[Start of Data listing]

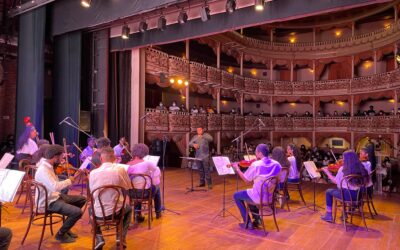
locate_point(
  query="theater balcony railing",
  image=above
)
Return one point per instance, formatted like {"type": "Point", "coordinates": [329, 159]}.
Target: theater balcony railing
{"type": "Point", "coordinates": [163, 121]}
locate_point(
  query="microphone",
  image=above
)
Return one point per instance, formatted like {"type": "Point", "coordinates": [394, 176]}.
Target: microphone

[End of Data listing]

=== Problem to work on ===
Output every entry word for word, but omit the pictures.

=== Reply to the task ===
locate_point(
  query="theater balcony railing",
  image=above
)
Return one point per instance, formatted like {"type": "Point", "coordinates": [329, 159]}.
Target: theater balcony railing
{"type": "Point", "coordinates": [163, 121]}
locate_point(
  query="microphone",
  image=above
)
Return one point per instance, formatted like {"type": "Point", "coordinates": [394, 176]}.
Target: microphone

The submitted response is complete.